▶ **TASK TO COMPLETE**: Every record here needs to be written out again exactly.

▶ **GIVEN INFORMATION**:
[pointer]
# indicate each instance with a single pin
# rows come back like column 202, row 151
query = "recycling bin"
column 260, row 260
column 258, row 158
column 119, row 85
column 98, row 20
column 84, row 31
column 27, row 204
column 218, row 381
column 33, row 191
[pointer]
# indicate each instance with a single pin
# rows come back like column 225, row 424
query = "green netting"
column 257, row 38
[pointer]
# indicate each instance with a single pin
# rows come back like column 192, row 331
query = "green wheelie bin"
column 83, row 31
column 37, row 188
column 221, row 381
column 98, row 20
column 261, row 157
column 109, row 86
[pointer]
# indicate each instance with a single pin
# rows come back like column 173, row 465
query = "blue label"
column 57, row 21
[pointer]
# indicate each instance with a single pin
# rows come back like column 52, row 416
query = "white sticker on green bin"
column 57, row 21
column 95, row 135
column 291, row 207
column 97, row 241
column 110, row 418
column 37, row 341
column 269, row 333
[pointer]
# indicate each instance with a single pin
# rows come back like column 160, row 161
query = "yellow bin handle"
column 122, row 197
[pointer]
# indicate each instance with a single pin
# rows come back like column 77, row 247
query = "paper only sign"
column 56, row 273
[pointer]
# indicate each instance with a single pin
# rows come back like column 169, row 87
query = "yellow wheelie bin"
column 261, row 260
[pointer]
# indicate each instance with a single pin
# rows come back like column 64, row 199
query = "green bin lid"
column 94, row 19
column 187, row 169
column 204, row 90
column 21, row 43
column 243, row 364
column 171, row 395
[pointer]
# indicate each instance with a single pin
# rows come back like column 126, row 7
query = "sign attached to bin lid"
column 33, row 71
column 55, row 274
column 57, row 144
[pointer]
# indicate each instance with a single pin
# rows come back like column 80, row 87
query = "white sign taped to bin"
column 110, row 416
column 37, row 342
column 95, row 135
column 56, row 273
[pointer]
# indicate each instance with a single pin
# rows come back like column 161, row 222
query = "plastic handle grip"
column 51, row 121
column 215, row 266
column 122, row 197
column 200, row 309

▶ **WRITTEN REPLY**:
[pointer]
# indicate each instance with a single pin
# rows come back like column 202, row 151
query = "recycling bin"
column 260, row 260
column 258, row 158
column 119, row 85
column 98, row 20
column 84, row 31
column 27, row 204
column 218, row 381
column 33, row 191
[pointer]
# indicate each instance with a single pin
# rows come back like column 225, row 424
query = "green netting"
column 257, row 38
[pointer]
# indicate each instance with a single pin
# rows come back like column 192, row 331
query = "green wheelie bin"
column 83, row 31
column 37, row 188
column 221, row 381
column 98, row 20
column 261, row 157
column 109, row 86
[pointer]
# indicate each instance with a single pin
# rows come back like column 173, row 465
query = "blue label"
column 57, row 21
[pointer]
# indicate each instance with a single pin
# rows come back like column 52, row 416
query = "white sticker on green bin"
column 57, row 21
column 95, row 135
column 291, row 207
column 97, row 241
column 110, row 418
column 37, row 341
column 269, row 333
[pointer]
# indicate each instance with a single pin
# rows come back like column 160, row 161
query = "yellow bin handle"
column 122, row 197
[pointer]
# indicate each instance with a single pin
# rows come back like column 77, row 247
query = "paper only sign"
column 56, row 273
[pointer]
# indicate each instance with a single pin
# rows come back like column 169, row 87
query = "yellow wheelie bin"
column 261, row 260
[pointer]
# indicate each instance with a single pin
# rows come back like column 64, row 199
query = "green bin lid"
column 94, row 19
column 187, row 169
column 204, row 90
column 21, row 43
column 243, row 364
column 171, row 395
[pointer]
# indicate each instance with a single pin
# rows come back like column 126, row 7
query = "sign attached to bin lid"
column 33, row 71
column 55, row 274
column 57, row 144
[pointer]
# indicate each instance with a single pin
# rows come back like column 80, row 87
query = "white sign taped to bin"
column 110, row 416
column 37, row 342
column 95, row 135
column 56, row 273
[pointer]
# indicate each instance with a single pin
# rows come back like column 161, row 222
query = "plastic handle grip"
column 51, row 121
column 215, row 266
column 122, row 197
column 200, row 309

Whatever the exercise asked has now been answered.